++++ Exercise inputs

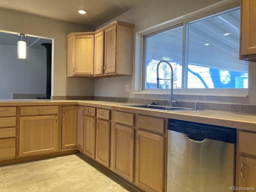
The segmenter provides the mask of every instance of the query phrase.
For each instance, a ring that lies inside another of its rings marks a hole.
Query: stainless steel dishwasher
[[[167,192],[226,192],[234,186],[236,130],[169,120]]]

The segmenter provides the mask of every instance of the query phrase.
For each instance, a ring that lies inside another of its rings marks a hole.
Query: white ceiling
[[[1,0],[0,7],[96,27],[146,0]]]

++++++++

● **Set exercise**:
Rewrite these rows with every "segmenter" swapped for "annotator" and everything else unchanged. Leave the pictures out of your answer.

● **Solution**:
The annotator provides the mask of every instance of the query phrase.
For each instance, a ring that lies inside another of its rings marks a hole.
Query: stainless steel dishwasher
[[[167,192],[226,192],[234,186],[236,130],[169,120]]]

The annotator provides the mask of every instance of the query phrase.
For each instance, a ring that lies inside another of its rings marks a hole.
Query: white ceiling
[[[1,0],[0,7],[96,27],[146,0]]]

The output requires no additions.